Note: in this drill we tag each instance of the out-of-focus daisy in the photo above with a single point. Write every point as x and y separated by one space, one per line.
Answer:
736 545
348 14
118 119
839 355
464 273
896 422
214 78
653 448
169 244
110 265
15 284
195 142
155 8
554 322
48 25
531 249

+--

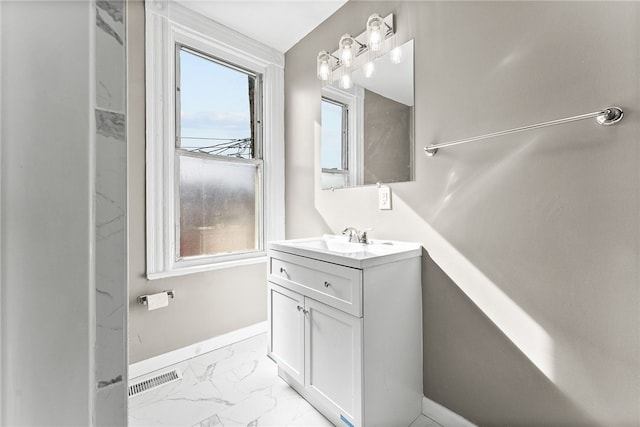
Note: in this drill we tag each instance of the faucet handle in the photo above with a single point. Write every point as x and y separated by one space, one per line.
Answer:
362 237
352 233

+--

SHORT PROBLEM -
From the items above, copy each line that contains the word "drill". Letter case matters.

SOLUTION BELOW -
Note: in this drill we tag each instance of the out-of-focus daisy in the photo above with a single point. Write every point as x and y separated by one space, one per line.
Note: in this drill we tag each instance of the faucet handle in the photo above with a single point. Write every point as x and y separated by one space, one per line.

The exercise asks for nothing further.